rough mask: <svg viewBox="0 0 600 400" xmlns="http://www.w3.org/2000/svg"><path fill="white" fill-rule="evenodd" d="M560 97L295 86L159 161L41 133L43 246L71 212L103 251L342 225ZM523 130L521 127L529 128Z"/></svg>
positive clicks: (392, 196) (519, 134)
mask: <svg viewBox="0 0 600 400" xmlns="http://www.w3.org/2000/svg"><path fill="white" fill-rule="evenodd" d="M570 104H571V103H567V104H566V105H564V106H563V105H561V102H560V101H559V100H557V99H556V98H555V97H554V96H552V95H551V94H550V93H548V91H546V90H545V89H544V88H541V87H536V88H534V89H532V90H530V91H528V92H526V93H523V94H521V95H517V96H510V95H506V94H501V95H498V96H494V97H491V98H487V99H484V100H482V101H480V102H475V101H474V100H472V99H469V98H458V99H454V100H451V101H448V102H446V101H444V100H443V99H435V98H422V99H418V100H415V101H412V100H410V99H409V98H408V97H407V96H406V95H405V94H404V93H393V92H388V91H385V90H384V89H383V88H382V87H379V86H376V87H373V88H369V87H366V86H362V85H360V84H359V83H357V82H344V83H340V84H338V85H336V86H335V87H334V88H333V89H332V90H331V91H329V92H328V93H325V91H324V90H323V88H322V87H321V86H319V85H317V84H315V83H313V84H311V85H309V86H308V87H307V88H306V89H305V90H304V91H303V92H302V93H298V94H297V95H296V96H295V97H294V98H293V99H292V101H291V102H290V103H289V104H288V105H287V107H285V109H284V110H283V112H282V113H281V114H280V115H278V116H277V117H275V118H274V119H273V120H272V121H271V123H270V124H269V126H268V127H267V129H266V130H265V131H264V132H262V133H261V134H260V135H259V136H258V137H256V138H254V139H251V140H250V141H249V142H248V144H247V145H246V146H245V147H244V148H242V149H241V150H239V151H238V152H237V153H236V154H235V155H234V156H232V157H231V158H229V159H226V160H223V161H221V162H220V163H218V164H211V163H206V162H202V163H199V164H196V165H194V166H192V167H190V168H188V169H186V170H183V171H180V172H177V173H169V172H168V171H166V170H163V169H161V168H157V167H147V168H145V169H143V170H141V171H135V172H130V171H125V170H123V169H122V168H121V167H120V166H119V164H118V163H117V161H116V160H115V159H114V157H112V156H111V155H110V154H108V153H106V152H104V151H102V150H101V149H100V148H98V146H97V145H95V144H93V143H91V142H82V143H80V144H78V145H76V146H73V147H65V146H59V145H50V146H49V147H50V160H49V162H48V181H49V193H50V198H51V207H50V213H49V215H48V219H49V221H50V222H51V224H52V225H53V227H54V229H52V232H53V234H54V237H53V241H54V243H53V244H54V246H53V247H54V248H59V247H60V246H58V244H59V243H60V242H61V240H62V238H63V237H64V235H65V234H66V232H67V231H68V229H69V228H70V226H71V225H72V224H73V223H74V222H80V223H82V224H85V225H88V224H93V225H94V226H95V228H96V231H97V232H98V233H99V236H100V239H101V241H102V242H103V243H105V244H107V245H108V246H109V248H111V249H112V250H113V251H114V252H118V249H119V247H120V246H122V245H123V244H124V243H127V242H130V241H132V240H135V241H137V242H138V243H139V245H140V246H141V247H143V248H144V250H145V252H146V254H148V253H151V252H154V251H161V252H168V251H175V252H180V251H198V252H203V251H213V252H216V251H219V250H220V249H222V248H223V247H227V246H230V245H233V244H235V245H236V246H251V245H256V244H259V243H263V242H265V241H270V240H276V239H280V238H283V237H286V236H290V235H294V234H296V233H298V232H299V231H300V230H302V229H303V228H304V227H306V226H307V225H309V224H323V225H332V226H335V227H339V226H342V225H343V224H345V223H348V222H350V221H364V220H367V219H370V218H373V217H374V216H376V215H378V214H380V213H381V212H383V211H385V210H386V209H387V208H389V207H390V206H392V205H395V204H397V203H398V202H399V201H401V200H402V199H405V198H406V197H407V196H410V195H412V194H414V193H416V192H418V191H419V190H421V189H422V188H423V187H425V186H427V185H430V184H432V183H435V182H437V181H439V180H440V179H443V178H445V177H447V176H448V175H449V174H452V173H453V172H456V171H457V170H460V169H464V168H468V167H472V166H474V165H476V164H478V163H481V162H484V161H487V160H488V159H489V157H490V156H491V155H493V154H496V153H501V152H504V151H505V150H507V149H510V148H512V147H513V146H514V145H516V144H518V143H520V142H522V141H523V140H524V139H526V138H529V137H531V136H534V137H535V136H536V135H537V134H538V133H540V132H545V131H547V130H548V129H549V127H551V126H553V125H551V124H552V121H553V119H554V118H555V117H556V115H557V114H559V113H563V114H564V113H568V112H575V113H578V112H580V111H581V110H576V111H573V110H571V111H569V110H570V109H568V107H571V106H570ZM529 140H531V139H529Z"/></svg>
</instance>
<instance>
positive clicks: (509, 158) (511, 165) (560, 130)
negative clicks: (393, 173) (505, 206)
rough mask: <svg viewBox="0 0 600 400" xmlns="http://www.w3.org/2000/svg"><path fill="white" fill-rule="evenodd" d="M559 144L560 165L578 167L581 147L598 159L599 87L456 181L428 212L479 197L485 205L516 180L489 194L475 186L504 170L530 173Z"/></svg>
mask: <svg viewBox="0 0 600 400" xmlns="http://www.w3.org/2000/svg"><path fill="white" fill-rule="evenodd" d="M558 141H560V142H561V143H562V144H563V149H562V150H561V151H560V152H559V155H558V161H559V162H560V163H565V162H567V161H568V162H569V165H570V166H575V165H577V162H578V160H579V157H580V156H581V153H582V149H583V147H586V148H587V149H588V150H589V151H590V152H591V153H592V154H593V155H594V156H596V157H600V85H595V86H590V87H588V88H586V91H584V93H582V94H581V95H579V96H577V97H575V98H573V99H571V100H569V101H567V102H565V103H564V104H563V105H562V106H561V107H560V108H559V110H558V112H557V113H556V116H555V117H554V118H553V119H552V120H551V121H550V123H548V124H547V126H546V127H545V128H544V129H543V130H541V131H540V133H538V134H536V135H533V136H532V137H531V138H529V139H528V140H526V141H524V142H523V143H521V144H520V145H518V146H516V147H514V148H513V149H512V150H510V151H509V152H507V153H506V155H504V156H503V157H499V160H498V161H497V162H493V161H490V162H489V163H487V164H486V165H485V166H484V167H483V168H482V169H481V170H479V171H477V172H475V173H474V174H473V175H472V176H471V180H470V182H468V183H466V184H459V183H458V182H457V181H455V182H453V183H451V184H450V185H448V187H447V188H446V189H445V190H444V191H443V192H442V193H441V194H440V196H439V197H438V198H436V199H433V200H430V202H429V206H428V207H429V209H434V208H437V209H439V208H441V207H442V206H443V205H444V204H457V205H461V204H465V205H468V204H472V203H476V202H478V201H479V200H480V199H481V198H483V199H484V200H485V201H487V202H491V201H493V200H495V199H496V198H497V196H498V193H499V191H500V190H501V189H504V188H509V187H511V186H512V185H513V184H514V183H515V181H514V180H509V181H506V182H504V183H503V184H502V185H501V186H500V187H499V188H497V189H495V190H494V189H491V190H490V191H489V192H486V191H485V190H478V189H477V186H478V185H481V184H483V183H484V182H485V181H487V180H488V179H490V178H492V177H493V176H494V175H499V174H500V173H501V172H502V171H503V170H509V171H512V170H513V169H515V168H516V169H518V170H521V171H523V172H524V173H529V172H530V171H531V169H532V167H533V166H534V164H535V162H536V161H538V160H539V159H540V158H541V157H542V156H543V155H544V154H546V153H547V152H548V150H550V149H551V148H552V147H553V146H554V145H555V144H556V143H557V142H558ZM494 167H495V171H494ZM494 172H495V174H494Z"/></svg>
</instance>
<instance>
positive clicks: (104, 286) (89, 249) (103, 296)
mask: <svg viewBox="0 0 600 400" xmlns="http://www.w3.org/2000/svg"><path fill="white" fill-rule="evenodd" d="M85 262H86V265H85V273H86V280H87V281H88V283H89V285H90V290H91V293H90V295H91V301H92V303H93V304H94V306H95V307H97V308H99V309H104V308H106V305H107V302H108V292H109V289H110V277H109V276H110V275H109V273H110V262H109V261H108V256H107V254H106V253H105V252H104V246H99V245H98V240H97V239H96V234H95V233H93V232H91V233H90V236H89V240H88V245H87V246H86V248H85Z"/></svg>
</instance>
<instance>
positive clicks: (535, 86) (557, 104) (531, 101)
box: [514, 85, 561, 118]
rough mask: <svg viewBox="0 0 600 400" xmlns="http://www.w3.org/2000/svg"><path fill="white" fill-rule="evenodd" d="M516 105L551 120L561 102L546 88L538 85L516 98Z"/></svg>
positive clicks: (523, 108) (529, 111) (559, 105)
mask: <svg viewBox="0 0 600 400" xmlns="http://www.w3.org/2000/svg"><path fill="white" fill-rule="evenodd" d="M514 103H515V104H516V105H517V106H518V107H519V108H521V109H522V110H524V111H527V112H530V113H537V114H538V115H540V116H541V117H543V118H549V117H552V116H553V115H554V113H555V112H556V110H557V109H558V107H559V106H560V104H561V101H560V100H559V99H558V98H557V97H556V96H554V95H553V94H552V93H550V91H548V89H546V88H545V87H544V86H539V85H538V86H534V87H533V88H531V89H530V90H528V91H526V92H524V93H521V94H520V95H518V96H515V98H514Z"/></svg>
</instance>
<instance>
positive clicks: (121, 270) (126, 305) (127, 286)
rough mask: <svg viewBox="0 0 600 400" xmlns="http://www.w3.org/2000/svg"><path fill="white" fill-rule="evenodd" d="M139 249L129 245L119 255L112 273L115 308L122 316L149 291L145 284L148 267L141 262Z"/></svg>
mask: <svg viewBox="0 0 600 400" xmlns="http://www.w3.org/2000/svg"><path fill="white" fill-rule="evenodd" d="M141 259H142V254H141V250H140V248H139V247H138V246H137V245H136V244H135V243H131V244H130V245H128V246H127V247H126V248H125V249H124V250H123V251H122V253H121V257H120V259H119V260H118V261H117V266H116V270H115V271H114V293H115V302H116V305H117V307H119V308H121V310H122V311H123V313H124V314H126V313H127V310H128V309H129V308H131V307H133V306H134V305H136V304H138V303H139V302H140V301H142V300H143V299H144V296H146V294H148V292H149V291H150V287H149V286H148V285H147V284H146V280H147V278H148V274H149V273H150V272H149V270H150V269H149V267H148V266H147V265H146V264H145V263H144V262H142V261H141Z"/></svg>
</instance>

——

» Assignment
Look above for the line containing "positive clicks: (104, 286)". Output from there through the line containing "positive clicks: (121, 270)", exactly and inclusively.

» Exercise answer
positive clicks: (104, 286) (89, 249) (103, 296)
mask: <svg viewBox="0 0 600 400" xmlns="http://www.w3.org/2000/svg"><path fill="white" fill-rule="evenodd" d="M85 262H86V265H85V273H86V280H87V281H88V283H89V285H90V290H91V293H90V295H91V301H92V303H93V304H94V306H95V307H97V308H99V309H104V308H106V305H107V302H108V292H109V289H110V277H109V276H110V275H109V273H110V262H109V261H108V256H107V254H106V253H105V252H104V246H99V245H98V240H97V239H96V234H95V233H93V232H91V233H90V236H89V240H88V245H87V246H86V248H85Z"/></svg>
</instance>
<instance>
positive clicks: (535, 86) (557, 104) (531, 101)
box: [514, 85, 561, 118]
rough mask: <svg viewBox="0 0 600 400" xmlns="http://www.w3.org/2000/svg"><path fill="white" fill-rule="evenodd" d="M516 105L551 120L561 102L546 88L538 85L516 98Z"/></svg>
positive clicks: (523, 108) (529, 111) (559, 105)
mask: <svg viewBox="0 0 600 400" xmlns="http://www.w3.org/2000/svg"><path fill="white" fill-rule="evenodd" d="M514 103H515V104H516V105H517V106H518V107H519V108H521V109H522V110H524V111H527V112H530V113H537V114H538V115H540V116H541V117H543V118H549V117H552V116H553V115H554V113H555V112H556V110H557V109H558V107H559V106H560V104H561V101H560V100H559V99H558V98H557V97H556V96H554V95H553V94H552V93H550V91H548V89H546V88H545V87H544V86H539V85H538V86H534V87H533V88H531V89H530V90H528V91H526V92H524V93H521V94H520V95H518V96H515V98H514Z"/></svg>
</instance>
<instance>
positive clicks: (121, 270) (126, 305) (127, 286)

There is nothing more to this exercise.